(Data provided Opens)

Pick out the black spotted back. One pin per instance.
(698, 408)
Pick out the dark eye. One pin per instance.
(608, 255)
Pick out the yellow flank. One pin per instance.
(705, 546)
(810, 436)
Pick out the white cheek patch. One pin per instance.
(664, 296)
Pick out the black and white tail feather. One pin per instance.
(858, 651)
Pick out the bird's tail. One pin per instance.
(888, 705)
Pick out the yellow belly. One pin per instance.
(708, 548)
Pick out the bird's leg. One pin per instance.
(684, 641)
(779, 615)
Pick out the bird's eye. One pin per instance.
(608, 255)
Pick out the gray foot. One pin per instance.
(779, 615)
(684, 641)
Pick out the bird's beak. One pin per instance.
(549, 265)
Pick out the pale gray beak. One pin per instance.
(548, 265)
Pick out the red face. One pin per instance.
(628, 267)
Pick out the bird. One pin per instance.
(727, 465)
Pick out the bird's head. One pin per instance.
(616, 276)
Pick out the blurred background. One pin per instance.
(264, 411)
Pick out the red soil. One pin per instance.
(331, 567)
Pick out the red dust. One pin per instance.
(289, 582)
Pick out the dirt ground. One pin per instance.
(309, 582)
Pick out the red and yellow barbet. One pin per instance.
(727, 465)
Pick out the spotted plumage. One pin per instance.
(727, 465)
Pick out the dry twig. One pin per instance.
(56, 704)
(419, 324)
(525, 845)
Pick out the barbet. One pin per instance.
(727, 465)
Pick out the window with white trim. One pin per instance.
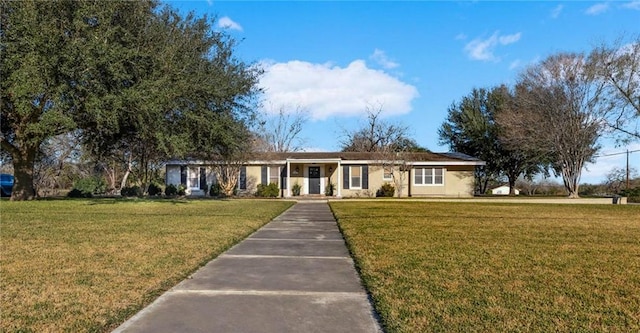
(428, 176)
(387, 173)
(194, 178)
(274, 175)
(355, 177)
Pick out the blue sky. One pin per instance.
(414, 58)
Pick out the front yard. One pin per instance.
(478, 267)
(87, 265)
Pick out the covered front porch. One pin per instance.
(313, 177)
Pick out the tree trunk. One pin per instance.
(512, 185)
(23, 175)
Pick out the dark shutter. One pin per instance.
(365, 177)
(345, 177)
(183, 175)
(243, 178)
(263, 174)
(283, 178)
(203, 179)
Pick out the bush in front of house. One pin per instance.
(633, 195)
(215, 190)
(268, 191)
(171, 190)
(154, 189)
(295, 189)
(131, 191)
(87, 187)
(328, 191)
(386, 190)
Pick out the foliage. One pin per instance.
(171, 190)
(329, 189)
(109, 81)
(87, 187)
(268, 191)
(389, 142)
(471, 128)
(474, 267)
(154, 189)
(280, 131)
(617, 66)
(386, 190)
(131, 191)
(632, 194)
(556, 114)
(57, 255)
(295, 189)
(182, 190)
(215, 190)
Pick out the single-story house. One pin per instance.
(352, 174)
(503, 190)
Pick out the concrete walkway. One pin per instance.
(293, 275)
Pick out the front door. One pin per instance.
(314, 180)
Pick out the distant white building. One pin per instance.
(503, 190)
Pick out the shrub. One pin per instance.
(76, 193)
(328, 191)
(386, 190)
(131, 191)
(154, 189)
(171, 190)
(295, 189)
(87, 187)
(633, 194)
(215, 190)
(268, 191)
(182, 190)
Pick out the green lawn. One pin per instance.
(472, 267)
(87, 265)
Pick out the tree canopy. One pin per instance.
(134, 79)
(471, 128)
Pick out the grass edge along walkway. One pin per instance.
(88, 265)
(460, 267)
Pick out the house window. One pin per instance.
(387, 173)
(355, 173)
(274, 175)
(194, 178)
(428, 176)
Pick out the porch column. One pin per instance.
(339, 180)
(288, 179)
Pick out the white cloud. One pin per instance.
(461, 36)
(226, 22)
(555, 13)
(598, 8)
(482, 49)
(632, 5)
(380, 57)
(326, 90)
(515, 64)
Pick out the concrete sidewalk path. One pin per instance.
(292, 275)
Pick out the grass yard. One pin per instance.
(88, 265)
(474, 267)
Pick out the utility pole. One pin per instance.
(627, 170)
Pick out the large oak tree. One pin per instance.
(131, 78)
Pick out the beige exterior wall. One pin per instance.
(458, 182)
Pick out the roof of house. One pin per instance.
(356, 156)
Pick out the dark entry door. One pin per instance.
(314, 180)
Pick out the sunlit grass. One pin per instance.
(469, 267)
(87, 265)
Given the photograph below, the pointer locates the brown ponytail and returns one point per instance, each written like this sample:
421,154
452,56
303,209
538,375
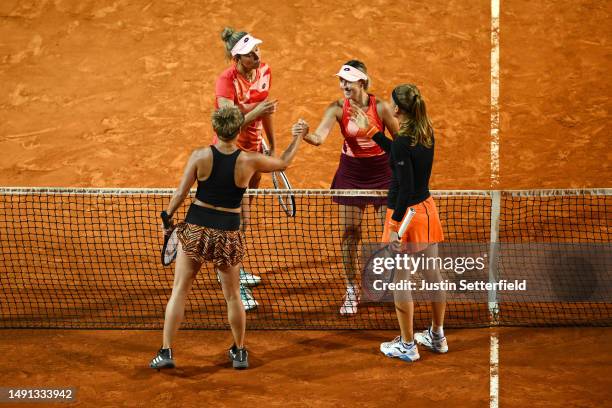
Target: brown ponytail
417,126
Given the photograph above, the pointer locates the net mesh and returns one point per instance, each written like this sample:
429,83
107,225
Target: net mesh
87,258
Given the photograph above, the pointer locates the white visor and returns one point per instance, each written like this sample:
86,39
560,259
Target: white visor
245,45
351,74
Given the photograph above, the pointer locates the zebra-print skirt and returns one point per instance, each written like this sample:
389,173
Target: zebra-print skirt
204,244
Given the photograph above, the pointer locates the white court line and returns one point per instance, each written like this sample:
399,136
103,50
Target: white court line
494,349
494,372
495,92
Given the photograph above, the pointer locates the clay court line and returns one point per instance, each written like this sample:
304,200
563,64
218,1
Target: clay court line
494,349
495,5
494,371
20,135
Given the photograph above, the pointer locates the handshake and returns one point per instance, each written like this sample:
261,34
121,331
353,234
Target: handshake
300,129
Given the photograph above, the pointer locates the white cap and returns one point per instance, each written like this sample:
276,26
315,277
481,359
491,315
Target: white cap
245,45
351,74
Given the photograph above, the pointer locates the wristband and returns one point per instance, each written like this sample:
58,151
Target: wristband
371,132
393,225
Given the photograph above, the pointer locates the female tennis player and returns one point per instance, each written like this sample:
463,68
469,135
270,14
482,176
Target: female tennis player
363,164
412,154
211,231
246,84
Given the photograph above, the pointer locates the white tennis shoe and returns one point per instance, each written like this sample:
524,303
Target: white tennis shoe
351,300
248,279
396,348
429,339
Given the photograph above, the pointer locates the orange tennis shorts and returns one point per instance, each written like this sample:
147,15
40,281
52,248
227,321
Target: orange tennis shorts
425,227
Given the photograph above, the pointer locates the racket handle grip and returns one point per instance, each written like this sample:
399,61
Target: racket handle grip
406,222
165,219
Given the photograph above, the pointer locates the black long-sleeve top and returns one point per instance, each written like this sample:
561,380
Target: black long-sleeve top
411,169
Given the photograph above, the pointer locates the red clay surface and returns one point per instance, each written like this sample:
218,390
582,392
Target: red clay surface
95,94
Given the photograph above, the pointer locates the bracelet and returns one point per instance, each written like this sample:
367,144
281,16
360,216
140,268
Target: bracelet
393,225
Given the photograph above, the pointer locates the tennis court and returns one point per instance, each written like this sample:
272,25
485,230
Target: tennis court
102,104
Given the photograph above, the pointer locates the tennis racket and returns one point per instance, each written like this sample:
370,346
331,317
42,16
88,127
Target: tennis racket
281,182
170,241
372,291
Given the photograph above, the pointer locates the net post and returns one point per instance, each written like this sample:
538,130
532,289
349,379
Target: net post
493,255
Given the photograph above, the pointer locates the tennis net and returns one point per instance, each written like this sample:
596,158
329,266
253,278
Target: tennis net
89,258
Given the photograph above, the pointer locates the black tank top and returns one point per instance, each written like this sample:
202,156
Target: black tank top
219,189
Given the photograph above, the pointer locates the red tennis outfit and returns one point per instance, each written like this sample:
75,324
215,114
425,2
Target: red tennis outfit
363,164
246,95
355,146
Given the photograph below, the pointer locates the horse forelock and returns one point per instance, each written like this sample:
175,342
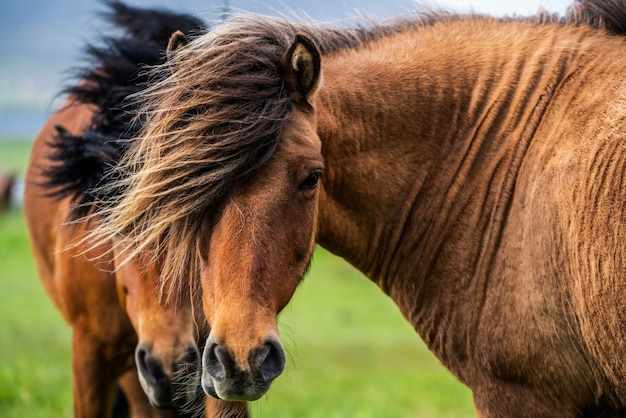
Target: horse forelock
216,117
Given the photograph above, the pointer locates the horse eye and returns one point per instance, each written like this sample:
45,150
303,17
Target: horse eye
311,181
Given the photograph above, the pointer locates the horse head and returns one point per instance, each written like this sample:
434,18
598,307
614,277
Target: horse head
261,247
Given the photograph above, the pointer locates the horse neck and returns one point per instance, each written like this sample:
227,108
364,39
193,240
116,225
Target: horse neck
423,134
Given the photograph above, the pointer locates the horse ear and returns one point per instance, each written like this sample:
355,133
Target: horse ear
177,40
301,68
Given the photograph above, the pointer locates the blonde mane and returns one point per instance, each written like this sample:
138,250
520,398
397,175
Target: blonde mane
215,117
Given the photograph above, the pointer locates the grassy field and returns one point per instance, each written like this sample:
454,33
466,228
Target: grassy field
350,352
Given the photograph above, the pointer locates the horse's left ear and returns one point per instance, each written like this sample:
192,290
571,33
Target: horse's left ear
301,69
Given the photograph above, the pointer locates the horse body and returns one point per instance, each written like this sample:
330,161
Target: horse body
122,331
472,167
105,309
471,231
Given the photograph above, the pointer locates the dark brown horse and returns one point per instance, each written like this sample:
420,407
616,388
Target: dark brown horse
472,167
121,328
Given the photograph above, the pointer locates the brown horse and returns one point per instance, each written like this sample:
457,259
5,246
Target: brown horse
472,167
117,319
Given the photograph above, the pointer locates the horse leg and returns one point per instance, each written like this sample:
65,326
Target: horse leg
138,402
94,376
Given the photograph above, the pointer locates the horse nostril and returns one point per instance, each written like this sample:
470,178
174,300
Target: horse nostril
192,355
274,362
217,361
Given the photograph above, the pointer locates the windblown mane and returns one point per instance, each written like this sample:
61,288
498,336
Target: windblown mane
113,71
217,116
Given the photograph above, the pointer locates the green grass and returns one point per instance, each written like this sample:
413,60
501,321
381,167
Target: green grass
350,352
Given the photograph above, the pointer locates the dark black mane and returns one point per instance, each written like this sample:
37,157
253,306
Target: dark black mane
113,71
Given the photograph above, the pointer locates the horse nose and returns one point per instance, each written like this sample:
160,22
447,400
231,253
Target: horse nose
233,381
270,359
154,381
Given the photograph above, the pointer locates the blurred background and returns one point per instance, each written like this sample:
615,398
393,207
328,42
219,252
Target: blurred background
351,354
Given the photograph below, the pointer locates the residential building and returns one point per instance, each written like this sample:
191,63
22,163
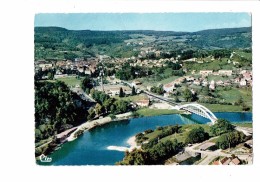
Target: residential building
143,103
225,72
206,72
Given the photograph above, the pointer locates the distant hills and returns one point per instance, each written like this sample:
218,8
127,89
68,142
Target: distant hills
61,43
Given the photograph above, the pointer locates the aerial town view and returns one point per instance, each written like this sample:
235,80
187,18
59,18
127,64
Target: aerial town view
143,89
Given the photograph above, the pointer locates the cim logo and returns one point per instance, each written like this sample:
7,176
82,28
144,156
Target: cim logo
44,158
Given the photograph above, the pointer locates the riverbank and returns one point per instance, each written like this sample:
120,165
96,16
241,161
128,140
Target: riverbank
131,141
98,122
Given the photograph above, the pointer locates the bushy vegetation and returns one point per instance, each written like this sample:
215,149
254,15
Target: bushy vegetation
55,109
197,135
230,139
221,126
156,154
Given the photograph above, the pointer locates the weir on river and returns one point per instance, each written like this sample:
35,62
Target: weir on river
91,147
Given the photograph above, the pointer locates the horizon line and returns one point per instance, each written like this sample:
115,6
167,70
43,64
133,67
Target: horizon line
142,29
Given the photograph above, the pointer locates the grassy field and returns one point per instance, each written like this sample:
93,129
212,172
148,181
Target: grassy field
234,94
155,112
248,125
179,136
70,81
147,82
132,98
222,108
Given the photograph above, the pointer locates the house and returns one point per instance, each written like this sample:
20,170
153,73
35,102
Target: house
189,78
135,83
204,83
196,82
206,72
143,103
235,161
228,161
220,83
225,161
45,66
247,76
169,87
212,85
225,72
242,82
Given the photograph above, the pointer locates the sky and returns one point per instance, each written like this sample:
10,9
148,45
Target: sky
189,22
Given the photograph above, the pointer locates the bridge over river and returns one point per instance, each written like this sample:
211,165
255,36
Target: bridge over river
190,107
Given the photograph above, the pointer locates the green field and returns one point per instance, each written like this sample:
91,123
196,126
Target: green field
151,82
132,97
234,94
155,112
248,125
70,81
222,108
179,136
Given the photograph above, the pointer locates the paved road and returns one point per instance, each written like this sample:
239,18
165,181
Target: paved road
82,94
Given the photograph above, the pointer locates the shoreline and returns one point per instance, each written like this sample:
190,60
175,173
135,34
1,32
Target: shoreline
98,122
130,141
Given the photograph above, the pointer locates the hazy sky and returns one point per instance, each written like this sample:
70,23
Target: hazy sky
144,21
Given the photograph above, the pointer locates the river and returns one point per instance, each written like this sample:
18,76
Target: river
91,147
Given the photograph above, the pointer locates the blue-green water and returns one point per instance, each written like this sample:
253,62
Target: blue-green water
91,147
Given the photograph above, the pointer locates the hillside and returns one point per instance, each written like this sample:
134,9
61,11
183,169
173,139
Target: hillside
60,43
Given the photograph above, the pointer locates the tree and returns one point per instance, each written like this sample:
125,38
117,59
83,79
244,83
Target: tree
187,95
196,135
230,139
98,109
86,83
121,92
121,106
221,126
91,113
133,91
50,76
108,103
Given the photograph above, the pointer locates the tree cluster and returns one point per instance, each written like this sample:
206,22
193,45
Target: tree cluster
197,135
221,126
56,109
230,139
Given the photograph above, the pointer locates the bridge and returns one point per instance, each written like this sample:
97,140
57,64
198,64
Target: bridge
191,107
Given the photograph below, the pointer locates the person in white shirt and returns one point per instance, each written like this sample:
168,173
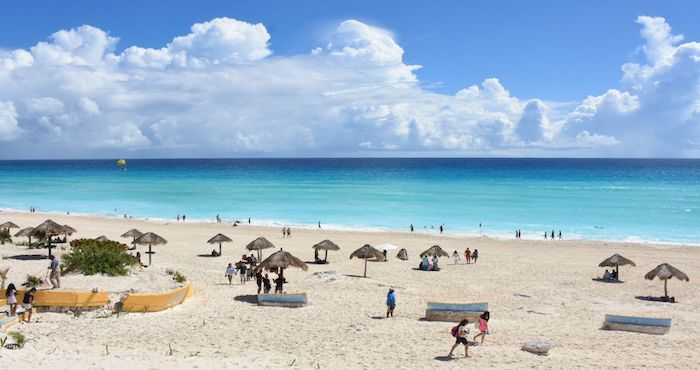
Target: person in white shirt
462,335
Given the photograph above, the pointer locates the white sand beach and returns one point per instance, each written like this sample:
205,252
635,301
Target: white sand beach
535,290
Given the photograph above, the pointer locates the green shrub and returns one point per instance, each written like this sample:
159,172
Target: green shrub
90,257
33,281
5,236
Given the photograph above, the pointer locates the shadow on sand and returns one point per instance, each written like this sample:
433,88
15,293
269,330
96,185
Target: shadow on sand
247,298
29,257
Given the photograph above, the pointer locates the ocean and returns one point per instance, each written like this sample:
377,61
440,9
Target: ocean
610,199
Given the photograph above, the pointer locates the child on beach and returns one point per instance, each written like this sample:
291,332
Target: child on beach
483,326
230,272
461,333
390,303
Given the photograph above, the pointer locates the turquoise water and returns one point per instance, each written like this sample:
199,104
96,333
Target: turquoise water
650,200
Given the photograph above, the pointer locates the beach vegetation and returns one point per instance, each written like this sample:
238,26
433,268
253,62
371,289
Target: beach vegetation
177,275
33,281
90,257
5,236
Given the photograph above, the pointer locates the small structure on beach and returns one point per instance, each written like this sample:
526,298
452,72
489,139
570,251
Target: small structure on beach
133,233
367,252
326,246
150,239
435,250
8,225
27,232
49,228
258,245
616,261
664,272
219,238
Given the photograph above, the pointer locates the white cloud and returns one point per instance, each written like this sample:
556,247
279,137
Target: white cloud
216,91
9,126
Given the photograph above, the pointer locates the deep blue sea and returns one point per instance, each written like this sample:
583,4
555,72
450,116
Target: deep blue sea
614,199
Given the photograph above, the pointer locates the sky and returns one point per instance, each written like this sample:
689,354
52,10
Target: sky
364,78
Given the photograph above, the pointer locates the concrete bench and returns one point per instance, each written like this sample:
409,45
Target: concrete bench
455,312
647,325
283,300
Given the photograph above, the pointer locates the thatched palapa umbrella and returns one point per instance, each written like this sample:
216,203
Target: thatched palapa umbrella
219,238
8,225
150,239
435,250
69,230
258,245
616,261
133,233
47,229
367,252
664,272
281,260
27,231
326,245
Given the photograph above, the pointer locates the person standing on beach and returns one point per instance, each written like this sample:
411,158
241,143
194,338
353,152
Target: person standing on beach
230,272
28,302
266,284
483,326
258,280
11,295
55,275
390,303
461,333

(Data provided Closes)

§ **Assigned task**
Pull from the data each line where the string "below" turns up.

§ **Your response**
Given the photograph below, the pointer locates the brown ponytail and returns one point per instance, each written like this sample:
Given the photograph below, the pointer locates the horse forelock and returns one point per instance, each written like this sample:
Given the photograph below, the pointer locates the residential building and returns one point per instance, each written like this sample:
Given the photograph below, the pointer locates the person in white shirt and returns one point per instance, each written like this sample:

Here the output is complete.